» **WORK INSTRUCTIONS**:
Please copy out every line of the records below word for word, omitting the pictures.

═══ LISTING ═══

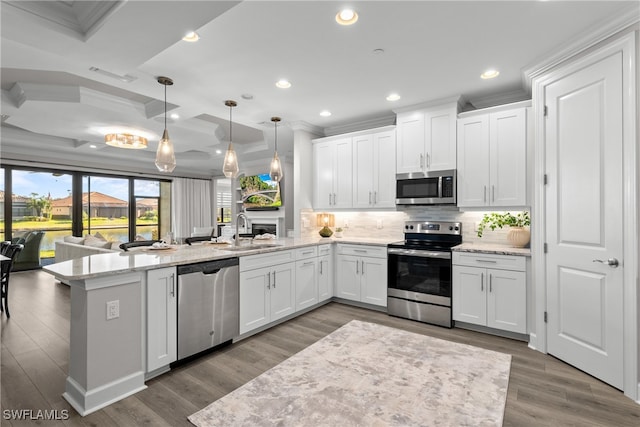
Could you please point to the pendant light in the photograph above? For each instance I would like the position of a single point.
(165, 156)
(230, 166)
(276, 167)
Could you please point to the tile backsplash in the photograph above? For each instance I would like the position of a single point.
(389, 224)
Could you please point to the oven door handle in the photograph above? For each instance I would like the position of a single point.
(419, 253)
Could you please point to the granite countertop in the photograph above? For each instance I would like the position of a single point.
(142, 259)
(492, 248)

═══

» **PROBLEM SOLUTION**:
Could you please point to the pendant light in the photograph above? For each instance I would like the position of a single point.
(165, 156)
(230, 166)
(276, 167)
Could you please point to the tile backsplash in the photograph above? For each instance I would like the position of a single point.
(389, 224)
Could you please point to the oven door handle in the photograph above? For each instance I would like the position of a single point.
(419, 253)
Could you please point to the granite countertop in the photograph above? For each instance I would like the position of a single point.
(142, 259)
(492, 248)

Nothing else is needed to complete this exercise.